Directions →
a) Return a passage from the forum thread about plant cages, beginning at the words "As most of you" and stopping after the words "not train them.".
b) In the forum thread about plant cages, what does kaotik suggest may be the best bet?

Selected text →
════════════════════
# HELP Please



## Rosebud (Jul 6, 2017)

As most of you guys know, bud, my sweet husband broke his knee. He is and has been in a wheelchair for a month.  He is my wingman in the garden and I miss his help. Bud was going to build me cages. So... I need a cage or something that i can EASILY put around my plants to train them out not up. Can you guys help me think of something easy? I am thinking a big cage... HELP.  Thank you in advance.  I have outgrown the tomato cages so it has to be bigger.


----------



## kaotik (Jul 6, 2017)

you said yourself  'train'.. that's what does it.. unless you're thinking of doing an OD scrog.
all a cage does is hold and support them, not train them.

i thought you grabbed some of that netting last year? no good?
bamboo and garden twine may just be the best bet.
════════════════════
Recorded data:
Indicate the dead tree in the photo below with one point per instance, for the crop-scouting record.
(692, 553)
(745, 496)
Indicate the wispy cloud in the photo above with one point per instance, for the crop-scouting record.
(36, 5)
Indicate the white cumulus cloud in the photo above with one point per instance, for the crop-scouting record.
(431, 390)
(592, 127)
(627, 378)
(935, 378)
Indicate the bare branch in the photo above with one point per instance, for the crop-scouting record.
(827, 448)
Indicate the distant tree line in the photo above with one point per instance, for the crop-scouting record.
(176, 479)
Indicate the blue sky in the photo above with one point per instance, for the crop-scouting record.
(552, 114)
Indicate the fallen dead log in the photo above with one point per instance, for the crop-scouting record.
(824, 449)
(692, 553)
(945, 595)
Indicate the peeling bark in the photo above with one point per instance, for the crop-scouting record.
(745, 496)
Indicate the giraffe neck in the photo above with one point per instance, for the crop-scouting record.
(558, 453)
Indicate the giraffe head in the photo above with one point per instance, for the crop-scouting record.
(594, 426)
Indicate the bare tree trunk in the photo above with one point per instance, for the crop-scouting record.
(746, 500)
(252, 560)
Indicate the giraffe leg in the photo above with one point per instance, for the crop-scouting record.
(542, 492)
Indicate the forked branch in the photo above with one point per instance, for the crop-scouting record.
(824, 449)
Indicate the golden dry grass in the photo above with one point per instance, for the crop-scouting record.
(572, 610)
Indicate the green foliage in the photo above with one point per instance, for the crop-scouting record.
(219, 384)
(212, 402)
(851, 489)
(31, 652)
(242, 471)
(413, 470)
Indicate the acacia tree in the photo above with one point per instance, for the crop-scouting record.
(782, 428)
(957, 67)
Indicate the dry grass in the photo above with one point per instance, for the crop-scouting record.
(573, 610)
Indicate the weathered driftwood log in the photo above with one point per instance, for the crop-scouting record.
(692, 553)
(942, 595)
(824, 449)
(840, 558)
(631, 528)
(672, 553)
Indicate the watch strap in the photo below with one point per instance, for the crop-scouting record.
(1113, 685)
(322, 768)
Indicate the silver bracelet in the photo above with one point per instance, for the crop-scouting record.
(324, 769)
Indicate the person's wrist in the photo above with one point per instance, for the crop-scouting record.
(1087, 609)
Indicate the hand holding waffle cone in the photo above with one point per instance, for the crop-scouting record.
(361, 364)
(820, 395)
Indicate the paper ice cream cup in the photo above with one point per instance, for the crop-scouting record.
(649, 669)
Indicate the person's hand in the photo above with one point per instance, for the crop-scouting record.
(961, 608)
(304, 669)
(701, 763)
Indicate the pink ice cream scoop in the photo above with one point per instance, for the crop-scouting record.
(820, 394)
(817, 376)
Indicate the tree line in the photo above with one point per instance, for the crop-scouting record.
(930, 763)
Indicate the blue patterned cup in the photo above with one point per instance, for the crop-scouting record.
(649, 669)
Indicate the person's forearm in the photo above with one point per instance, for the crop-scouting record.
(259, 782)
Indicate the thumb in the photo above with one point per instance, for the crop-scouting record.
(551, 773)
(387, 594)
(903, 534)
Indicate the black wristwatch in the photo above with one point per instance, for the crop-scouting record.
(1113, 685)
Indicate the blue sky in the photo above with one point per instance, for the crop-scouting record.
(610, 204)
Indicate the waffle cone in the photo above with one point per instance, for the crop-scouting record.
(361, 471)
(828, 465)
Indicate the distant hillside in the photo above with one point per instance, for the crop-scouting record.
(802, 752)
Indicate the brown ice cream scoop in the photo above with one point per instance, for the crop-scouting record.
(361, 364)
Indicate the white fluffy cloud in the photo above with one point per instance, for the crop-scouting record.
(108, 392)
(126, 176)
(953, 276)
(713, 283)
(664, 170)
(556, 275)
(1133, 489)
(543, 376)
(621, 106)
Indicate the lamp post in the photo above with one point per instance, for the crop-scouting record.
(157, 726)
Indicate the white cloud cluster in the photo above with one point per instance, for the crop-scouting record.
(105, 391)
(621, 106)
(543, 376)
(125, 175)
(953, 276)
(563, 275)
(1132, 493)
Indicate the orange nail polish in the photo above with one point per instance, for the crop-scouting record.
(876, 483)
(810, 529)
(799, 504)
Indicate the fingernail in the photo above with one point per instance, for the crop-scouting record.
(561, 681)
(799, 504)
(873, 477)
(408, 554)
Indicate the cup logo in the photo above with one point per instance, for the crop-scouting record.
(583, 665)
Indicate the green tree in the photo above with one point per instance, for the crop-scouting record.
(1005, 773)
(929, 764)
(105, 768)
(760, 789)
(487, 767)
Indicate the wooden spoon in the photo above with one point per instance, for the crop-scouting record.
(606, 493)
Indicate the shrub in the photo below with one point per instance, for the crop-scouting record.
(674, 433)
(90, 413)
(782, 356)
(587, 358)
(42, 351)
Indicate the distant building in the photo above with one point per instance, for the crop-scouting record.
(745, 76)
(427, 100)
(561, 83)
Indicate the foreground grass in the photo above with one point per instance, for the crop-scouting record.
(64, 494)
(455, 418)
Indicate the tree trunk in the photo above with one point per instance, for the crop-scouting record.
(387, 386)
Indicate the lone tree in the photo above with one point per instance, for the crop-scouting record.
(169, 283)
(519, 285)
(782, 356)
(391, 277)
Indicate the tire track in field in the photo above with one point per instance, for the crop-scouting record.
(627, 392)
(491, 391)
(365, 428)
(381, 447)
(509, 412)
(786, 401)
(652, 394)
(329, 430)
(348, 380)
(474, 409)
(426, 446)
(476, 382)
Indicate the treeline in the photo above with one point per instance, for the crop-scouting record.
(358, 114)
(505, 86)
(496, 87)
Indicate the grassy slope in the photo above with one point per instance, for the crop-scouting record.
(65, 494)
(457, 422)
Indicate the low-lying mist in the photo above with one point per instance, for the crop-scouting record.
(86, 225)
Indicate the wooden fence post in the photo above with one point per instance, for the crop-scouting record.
════════════════════
Task-by-task solutions →
a)
As most of you guys know, bud, my sweet husband broke his knee. He is and has been in a wheelchair for a month.  He is my wingman in the garden and I miss his help. Bud was going to build me cages. So... I need a cage or something that i can EASILY put around my plants to train them out not up. Can you guys help me think of something easy? I am thinking a big cage... HELP.  Thank you in advance.  I have outgrown the tomato cages so it has to be bigger.


----------



## kaotik (Jul 6, 2017)

you said yourself  'train'.. that's what does it.. unless you're thinking of doing an OD scrog.
all a cage does is hold and support them, not train them.

b) Bamboo and garden twine.